[STORED RECORDS start]

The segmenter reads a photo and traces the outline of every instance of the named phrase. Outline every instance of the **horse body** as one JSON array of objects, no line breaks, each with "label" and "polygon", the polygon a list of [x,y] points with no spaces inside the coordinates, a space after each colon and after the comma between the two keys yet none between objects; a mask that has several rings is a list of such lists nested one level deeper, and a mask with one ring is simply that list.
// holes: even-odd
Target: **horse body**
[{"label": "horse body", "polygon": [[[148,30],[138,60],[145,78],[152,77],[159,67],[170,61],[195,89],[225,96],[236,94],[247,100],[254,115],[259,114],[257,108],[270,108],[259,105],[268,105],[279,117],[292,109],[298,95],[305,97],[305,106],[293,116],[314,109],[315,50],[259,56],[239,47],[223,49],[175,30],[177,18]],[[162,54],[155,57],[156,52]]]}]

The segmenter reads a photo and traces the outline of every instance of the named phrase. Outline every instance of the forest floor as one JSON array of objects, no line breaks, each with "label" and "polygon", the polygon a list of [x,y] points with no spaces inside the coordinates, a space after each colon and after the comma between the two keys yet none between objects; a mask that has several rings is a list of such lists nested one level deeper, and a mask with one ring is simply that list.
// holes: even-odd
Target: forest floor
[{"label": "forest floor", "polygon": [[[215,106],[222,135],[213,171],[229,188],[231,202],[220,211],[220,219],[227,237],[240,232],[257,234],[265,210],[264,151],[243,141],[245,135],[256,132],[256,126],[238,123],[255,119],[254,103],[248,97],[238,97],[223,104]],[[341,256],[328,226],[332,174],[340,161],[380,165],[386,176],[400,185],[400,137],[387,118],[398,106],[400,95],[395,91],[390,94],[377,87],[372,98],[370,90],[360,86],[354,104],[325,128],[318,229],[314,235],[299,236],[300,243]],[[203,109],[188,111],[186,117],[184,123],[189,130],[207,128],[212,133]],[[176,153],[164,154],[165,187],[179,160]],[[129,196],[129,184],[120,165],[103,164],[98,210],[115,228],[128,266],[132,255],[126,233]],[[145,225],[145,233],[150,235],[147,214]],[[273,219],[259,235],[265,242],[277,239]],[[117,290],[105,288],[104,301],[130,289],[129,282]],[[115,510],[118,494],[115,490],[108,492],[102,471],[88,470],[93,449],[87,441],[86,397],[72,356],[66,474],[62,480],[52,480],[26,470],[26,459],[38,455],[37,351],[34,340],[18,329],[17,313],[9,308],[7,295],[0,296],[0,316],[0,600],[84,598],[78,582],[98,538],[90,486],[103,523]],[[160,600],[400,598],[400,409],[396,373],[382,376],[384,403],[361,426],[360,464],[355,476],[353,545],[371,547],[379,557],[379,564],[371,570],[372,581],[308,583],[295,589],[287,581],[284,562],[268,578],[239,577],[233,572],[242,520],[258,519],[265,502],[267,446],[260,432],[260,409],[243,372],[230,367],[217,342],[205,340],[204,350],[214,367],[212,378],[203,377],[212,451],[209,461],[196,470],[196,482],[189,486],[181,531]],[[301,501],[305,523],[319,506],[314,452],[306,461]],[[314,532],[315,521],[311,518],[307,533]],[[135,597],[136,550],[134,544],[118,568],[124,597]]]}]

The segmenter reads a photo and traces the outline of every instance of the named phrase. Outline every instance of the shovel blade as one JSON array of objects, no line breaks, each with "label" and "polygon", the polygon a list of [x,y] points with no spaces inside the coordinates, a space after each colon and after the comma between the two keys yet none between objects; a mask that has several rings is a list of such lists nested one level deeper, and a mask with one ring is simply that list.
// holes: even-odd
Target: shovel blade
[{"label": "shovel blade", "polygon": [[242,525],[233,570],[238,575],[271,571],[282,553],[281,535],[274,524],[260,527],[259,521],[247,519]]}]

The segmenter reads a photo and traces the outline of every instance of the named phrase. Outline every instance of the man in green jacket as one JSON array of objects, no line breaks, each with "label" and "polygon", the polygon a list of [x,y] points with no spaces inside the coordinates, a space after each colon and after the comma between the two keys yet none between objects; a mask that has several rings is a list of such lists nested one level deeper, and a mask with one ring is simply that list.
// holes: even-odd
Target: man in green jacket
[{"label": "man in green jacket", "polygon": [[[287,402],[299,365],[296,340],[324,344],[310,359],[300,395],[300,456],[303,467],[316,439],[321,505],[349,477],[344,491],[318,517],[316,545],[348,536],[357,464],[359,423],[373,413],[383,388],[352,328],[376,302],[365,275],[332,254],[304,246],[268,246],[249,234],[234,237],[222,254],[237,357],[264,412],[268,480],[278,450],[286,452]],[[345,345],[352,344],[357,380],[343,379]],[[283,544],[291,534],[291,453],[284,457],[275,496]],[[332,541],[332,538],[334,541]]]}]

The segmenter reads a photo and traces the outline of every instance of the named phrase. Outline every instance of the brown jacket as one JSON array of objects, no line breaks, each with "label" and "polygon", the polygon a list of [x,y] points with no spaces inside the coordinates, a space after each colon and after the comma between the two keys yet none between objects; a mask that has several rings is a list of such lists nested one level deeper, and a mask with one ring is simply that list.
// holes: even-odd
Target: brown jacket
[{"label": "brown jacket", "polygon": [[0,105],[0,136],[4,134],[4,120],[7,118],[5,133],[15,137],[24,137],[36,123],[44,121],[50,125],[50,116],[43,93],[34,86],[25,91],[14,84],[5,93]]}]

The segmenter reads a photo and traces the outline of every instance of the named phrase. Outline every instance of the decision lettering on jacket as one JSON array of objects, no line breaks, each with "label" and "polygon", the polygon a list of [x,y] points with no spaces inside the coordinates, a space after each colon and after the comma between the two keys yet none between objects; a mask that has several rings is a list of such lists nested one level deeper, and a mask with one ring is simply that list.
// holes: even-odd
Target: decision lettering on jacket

[STORED RECORDS end]

• **EXERCISE PROMPT**
Reproduce the listing in full. Keep it exactly as written.

• **REPLY**
The segmenter reads a photo and traces the outline of every instance of the named phrase. Outline every instance of the **horse body** as one JSON array of objects, no line breaks, each with "label" and "polygon", the polygon a list of [x,y] points with no spaces inside the coordinates, a space after each colon and after the comma between the two keys yet none between objects; a mask that has several rings is a list of such lists nested one level deeper, and a mask with one ring is simply that list.
// holes: even-odd
Target: **horse body**
[{"label": "horse body", "polygon": [[[148,30],[138,60],[145,78],[152,77],[159,67],[170,61],[195,89],[225,96],[236,94],[247,100],[254,115],[259,114],[257,108],[270,108],[259,105],[268,105],[279,117],[292,109],[298,95],[305,97],[305,106],[293,116],[314,109],[315,50],[259,56],[239,47],[223,49],[175,30],[177,18]],[[162,54],[155,57],[156,52]]]}]

The segmenter reads a photo and traces the outline of every instance of the named phrase. Outline every instance of the forest floor as one JSON array of objects, no line breaks, each with "label" and "polygon", the polygon a list of [x,y] points with no spaces inside the coordinates, a space after each colon and after the comma between the two keys yet none between objects; a mask that has several rings is a list of such lists nested one level deeper, and a mask with one ring is simply that list.
// holes: even-odd
Target: forest floor
[{"label": "forest floor", "polygon": [[[215,106],[222,135],[213,171],[229,188],[231,202],[220,211],[220,219],[227,237],[240,232],[257,234],[265,210],[264,151],[243,141],[245,135],[256,132],[256,126],[238,123],[255,119],[254,103],[248,97],[238,97],[223,104]],[[341,256],[328,226],[332,174],[340,161],[380,165],[386,176],[400,185],[400,137],[387,118],[398,106],[400,95],[395,91],[390,94],[377,87],[372,98],[370,90],[360,86],[354,104],[325,128],[318,229],[314,235],[299,236],[300,243]],[[203,109],[188,111],[186,117],[184,123],[189,130],[207,128],[212,133]],[[176,153],[164,154],[165,187],[179,160]],[[129,196],[129,184],[120,165],[103,164],[98,210],[115,228],[128,266],[132,255],[126,233]],[[145,225],[145,233],[150,235],[147,214]],[[273,219],[259,235],[265,242],[277,239]],[[117,290],[105,288],[104,301],[130,289],[129,282]],[[115,510],[118,494],[115,490],[108,492],[102,471],[88,470],[93,449],[87,441],[86,397],[72,356],[66,474],[62,480],[52,480],[26,470],[26,459],[38,455],[37,351],[34,340],[18,329],[17,313],[9,308],[7,295],[0,296],[0,316],[0,600],[84,598],[78,582],[98,538],[90,486],[103,523]],[[160,600],[400,598],[400,409],[396,373],[382,376],[384,403],[361,426],[360,464],[355,476],[353,545],[371,547],[379,557],[379,564],[371,570],[372,581],[308,583],[295,589],[287,581],[284,562],[268,578],[239,577],[233,572],[242,520],[258,519],[265,502],[267,446],[260,432],[260,409],[243,372],[230,367],[217,342],[205,340],[204,350],[214,367],[212,378],[203,377],[212,451],[209,461],[196,470],[196,482],[189,486],[181,531]],[[301,501],[305,523],[319,506],[314,452],[306,461]],[[314,532],[315,521],[311,518],[307,533]],[[135,597],[136,550],[134,544],[118,568],[124,597]]]}]

The segmenter reads a photo and traces the outline of every instance of the named phrase. Outline every instance of the shovel blade as one JSON array of objects, no line breaks, each with "label" and "polygon", the polygon a list of [x,y] points with no spaces inside the coordinates, a space after each colon and after the comma between the two keys yet none between objects; a mask that has several rings is a list of such lists nested one level deeper, and a mask with one ring is simply that list.
// holes: even-odd
Target: shovel blade
[{"label": "shovel blade", "polygon": [[242,525],[233,570],[238,575],[271,571],[282,553],[281,535],[274,524],[260,527],[259,521],[247,519]]}]

The segmenter reads a photo and traces the outline of every instance of the named phrase. Outline every instance of the man in green jacket as one JSON array of objects, no line breaks, each with "label" and "polygon", the polygon a list of [x,y] points with no spaces inside the coordinates, a space after each colon and after the comma between the two keys yet none between objects; a mask that has several rings is a list of such lists nested one level deeper, and a mask with one ring is simply that list.
// holes: even-odd
Target: man in green jacket
[{"label": "man in green jacket", "polygon": [[[287,402],[299,365],[296,340],[324,344],[310,359],[300,395],[300,456],[303,467],[316,439],[321,505],[349,477],[344,491],[318,517],[316,545],[348,536],[357,464],[359,423],[373,413],[383,388],[352,328],[376,302],[365,275],[332,254],[304,246],[268,246],[249,234],[234,237],[222,254],[237,357],[264,412],[268,480],[278,450],[286,452]],[[345,345],[352,344],[357,380],[343,379]],[[283,544],[291,534],[291,453],[284,457],[275,496]],[[332,541],[332,538],[334,541]]]}]

The segmenter reads a photo and traces the outline of every instance of the named phrase. Outline every instance of the brown jacket as one JSON array of objects, no line breaks, each with "label" and "polygon", the polygon a list of [x,y] points with no spaces inside the coordinates, a space after each colon and after the comma between the two keys yet none between objects; a mask that has several rings is a list of such lists nested one level deeper, and a mask with one ring is simply that list.
// holes: even-odd
Target: brown jacket
[{"label": "brown jacket", "polygon": [[0,105],[0,136],[4,134],[4,120],[7,118],[5,133],[15,137],[24,137],[36,123],[44,121],[50,125],[50,116],[43,93],[34,86],[25,91],[14,84],[5,93]]}]

The segmenter reads a photo and traces the outline of every instance of the named phrase. Outline every instance of the decision lettering on jacket as one JSON array of objects, no line breaks, each with "label" and "polygon", the polygon a list of [x,y] points with no spaces inside the coordinates, a space after each colon and after the comma between the two keys yet none between objects; a mask that has several rings is a list of such lists nested one level deeper, and a mask with one ring is simply that list.
// holes: even-odd
Target: decision lettering on jacket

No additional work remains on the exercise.